__Direction__:
Copy every line from the one containing "Could you point at the trellis" through the last line of the records below, both included, and nothing else.

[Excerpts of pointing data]
=-=-=-=-=
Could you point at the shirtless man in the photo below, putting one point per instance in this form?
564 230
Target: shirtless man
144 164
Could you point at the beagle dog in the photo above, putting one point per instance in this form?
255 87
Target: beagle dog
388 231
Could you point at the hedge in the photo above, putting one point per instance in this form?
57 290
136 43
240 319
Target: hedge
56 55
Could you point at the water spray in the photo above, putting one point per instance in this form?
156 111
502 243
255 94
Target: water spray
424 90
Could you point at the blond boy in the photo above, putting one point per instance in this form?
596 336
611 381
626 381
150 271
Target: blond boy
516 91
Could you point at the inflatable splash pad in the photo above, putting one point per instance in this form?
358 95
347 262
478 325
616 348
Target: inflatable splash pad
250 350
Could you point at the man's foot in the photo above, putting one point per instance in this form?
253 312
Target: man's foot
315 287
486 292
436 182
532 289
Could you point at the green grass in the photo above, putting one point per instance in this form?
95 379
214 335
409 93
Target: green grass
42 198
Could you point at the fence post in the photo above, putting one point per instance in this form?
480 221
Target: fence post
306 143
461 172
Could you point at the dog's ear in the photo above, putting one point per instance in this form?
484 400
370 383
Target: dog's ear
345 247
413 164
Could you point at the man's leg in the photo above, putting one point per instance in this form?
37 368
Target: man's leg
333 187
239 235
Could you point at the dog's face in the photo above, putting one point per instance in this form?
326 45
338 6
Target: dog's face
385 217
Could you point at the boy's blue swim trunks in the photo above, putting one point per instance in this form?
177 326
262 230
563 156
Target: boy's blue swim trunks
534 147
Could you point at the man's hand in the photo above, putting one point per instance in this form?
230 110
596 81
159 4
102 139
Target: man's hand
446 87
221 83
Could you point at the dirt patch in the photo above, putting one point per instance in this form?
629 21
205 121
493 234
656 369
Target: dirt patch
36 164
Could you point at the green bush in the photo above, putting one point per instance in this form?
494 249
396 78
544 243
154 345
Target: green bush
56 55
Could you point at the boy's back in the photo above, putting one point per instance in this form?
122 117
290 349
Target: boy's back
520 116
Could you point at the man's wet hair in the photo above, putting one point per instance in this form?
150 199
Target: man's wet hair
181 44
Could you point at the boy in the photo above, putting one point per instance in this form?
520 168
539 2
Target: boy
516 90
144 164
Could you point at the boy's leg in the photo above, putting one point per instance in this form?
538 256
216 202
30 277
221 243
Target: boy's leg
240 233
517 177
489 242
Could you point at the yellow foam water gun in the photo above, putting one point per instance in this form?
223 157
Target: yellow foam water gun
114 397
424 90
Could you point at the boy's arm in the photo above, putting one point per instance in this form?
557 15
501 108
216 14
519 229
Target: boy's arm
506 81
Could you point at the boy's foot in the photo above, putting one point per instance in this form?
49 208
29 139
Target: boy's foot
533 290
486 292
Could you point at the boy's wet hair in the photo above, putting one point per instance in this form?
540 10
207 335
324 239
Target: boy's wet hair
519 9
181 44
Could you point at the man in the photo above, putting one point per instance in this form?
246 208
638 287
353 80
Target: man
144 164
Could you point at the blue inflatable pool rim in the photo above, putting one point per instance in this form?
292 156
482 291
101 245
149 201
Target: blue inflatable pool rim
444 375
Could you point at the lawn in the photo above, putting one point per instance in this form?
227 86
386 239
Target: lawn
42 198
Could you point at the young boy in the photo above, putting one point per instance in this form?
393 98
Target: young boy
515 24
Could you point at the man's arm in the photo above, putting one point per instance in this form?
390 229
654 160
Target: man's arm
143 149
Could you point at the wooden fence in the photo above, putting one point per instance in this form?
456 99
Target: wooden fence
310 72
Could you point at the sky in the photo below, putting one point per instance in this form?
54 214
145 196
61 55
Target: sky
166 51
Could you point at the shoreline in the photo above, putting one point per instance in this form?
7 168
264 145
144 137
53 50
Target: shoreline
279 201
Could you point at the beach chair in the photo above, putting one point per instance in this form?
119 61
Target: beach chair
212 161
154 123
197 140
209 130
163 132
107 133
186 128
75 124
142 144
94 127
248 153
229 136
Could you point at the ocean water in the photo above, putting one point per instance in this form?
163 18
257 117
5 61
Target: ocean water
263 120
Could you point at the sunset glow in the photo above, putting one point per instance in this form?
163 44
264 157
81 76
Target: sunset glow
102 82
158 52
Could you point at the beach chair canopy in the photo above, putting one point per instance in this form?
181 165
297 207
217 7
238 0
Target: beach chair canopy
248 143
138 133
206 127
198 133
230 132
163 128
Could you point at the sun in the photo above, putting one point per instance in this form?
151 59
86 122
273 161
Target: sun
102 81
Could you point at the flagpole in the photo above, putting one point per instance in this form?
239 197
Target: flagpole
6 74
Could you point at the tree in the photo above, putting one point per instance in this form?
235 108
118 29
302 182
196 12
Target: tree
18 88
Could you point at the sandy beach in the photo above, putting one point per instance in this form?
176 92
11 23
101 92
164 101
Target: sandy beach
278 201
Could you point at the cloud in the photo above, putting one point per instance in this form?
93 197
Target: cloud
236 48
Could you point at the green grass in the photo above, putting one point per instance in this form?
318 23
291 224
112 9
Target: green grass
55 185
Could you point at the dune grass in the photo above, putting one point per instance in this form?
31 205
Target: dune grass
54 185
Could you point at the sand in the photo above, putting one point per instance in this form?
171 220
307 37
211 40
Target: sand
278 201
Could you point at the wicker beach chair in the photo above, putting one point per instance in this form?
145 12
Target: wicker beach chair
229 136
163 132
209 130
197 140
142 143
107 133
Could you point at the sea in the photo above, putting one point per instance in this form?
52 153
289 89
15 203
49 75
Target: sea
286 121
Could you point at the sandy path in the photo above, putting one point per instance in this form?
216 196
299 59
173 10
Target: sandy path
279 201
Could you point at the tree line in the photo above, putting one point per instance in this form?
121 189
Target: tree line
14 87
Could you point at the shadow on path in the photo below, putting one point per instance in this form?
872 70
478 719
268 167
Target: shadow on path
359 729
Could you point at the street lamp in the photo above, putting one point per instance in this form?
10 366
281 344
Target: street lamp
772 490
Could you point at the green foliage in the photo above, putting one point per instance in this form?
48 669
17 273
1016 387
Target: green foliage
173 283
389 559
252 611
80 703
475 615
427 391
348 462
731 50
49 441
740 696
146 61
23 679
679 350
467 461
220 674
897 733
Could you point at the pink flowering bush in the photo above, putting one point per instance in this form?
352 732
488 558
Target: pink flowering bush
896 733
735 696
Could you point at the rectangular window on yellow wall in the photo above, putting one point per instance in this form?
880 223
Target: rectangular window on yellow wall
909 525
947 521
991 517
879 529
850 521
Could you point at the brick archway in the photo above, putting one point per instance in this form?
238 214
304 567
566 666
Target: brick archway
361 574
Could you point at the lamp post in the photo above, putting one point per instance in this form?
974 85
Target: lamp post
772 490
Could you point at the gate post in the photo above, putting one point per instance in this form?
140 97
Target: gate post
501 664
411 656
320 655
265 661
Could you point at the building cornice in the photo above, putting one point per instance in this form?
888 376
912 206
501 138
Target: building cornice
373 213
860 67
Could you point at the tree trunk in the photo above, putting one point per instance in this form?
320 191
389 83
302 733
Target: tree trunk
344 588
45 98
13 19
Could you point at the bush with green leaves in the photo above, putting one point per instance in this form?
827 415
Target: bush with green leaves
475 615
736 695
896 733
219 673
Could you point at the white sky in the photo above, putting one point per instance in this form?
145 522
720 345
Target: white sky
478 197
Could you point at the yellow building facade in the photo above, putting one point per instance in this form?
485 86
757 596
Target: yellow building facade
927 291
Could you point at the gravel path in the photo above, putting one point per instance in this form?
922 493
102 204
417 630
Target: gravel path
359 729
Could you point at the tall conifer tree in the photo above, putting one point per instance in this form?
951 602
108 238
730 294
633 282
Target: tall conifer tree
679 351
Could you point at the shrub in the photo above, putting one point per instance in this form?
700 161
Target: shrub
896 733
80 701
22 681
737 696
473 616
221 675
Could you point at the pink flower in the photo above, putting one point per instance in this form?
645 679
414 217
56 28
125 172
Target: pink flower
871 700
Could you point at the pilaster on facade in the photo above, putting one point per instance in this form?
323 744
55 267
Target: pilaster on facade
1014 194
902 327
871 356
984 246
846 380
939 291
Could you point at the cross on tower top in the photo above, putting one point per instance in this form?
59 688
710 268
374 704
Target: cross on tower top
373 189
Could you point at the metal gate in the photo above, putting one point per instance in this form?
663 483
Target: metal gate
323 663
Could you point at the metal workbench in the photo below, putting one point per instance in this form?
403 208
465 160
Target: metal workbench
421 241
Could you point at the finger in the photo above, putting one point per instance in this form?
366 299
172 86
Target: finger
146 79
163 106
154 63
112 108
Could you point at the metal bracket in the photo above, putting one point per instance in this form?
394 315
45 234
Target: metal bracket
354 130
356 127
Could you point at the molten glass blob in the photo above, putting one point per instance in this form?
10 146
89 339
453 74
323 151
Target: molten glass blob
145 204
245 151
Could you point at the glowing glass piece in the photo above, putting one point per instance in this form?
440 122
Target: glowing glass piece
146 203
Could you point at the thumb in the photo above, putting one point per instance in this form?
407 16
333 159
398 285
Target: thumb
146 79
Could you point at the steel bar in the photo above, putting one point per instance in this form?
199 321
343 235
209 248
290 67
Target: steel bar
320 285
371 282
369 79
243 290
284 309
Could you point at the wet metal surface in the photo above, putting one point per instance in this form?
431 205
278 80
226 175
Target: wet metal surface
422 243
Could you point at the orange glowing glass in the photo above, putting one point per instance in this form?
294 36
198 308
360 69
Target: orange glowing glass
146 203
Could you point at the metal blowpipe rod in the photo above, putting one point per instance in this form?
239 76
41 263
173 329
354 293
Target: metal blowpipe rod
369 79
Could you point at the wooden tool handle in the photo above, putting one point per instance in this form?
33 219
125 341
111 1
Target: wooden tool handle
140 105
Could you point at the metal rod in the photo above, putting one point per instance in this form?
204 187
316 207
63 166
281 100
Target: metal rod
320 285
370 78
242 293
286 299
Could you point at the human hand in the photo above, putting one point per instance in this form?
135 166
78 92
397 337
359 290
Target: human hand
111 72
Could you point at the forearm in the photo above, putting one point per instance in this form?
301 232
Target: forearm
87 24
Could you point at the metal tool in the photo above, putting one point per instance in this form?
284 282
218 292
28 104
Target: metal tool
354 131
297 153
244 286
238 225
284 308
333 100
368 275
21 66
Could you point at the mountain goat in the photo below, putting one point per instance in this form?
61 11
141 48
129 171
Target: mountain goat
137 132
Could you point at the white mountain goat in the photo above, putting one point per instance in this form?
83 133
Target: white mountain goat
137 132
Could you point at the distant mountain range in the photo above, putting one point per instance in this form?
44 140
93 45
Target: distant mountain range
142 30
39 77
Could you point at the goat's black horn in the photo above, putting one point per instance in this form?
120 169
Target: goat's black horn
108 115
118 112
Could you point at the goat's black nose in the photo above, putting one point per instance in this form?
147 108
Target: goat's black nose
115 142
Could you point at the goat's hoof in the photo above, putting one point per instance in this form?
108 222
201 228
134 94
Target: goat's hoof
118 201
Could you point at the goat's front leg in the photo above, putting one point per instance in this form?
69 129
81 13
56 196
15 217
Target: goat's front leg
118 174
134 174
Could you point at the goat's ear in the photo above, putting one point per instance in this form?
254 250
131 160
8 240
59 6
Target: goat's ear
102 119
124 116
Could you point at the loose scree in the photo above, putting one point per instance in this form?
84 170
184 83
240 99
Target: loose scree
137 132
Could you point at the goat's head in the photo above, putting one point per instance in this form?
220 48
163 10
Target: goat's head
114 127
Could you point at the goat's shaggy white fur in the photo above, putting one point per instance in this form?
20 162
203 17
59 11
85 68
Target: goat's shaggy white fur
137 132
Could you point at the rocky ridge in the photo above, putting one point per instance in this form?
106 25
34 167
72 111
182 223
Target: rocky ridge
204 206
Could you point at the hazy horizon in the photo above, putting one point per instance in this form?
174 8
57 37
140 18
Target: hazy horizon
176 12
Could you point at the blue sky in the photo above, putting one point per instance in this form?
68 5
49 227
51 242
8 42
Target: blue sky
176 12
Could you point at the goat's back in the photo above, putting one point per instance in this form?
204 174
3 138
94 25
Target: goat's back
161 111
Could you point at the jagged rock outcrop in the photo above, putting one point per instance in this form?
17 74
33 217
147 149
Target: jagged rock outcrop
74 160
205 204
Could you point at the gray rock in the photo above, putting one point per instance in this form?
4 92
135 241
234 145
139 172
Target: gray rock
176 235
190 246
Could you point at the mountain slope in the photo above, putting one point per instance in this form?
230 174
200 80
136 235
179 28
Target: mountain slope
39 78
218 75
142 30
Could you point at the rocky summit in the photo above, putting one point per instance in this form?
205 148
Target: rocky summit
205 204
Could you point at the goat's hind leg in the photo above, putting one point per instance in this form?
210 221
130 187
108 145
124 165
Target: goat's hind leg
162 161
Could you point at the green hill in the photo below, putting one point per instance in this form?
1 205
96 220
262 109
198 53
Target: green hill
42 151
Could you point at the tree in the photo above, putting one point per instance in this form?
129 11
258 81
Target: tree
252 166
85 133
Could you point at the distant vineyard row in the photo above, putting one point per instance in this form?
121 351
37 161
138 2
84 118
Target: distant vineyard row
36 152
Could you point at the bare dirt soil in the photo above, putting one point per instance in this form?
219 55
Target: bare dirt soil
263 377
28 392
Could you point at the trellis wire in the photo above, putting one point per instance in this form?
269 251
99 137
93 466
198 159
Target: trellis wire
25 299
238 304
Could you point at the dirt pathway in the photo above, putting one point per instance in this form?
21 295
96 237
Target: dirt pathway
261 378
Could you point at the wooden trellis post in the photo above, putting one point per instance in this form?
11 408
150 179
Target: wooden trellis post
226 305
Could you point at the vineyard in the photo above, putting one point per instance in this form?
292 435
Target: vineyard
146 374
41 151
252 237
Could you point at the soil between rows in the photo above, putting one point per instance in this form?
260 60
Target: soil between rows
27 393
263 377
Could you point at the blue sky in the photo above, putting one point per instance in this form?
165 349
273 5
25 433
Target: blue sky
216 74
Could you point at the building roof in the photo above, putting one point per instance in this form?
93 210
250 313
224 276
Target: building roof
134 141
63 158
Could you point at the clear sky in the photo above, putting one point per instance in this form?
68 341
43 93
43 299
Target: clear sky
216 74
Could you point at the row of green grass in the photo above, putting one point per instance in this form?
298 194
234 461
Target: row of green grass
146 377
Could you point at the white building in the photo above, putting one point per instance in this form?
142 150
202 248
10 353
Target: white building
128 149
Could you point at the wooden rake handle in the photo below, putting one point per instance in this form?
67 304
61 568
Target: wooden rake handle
=-=-=-=-=
__Reply to the task__:
Could you point at the trellis wire in the photo above, putting one point per instance in this form?
269 251
99 137
93 466
198 159
Target: trellis wire
25 299
238 304
Could you point at the dirt pathway in the photo above, putting one point per instance in this form?
21 295
96 237
Target: dirt pathway
261 378
Could you point at the wooden trellis post in the photo above, putting one point per instance in this form?
11 408
150 179
Target: wooden trellis post
226 305
Could you point at the vineyard in the photo above, putting one point per instance in this form?
292 435
Target: vineyard
146 374
41 151
252 237
Could you point at the soil between rows in the photo above, putting one point per instance in this form?
260 60
Target: soil between rows
27 393
263 377
Could you point at the blue sky in the photo above, putting one point per instance in this form?
165 349
273 5
25 433
Target: blue sky
216 74
Could you point at the building roof in the photo above, putting one point per instance in this form?
93 210
250 313
224 276
Target: building roof
134 141
63 158
Could you point at the clear sky in the photo above, putting one point per instance in this form?
68 341
43 93
43 299
Target: clear sky
216 74
Could you point at the row of green grass in the photo above, putting one point per instance in this form?
298 194
234 461
Target: row of green grass
146 377
Could you point at the white building in the photo above, putting one point per instance in this form?
142 150
202 248
10 353
Target: white building
128 149
Could you point at the wooden rake handle in the photo below, putting one point per instance in this form?
67 304
61 568
Target: wooden rake handle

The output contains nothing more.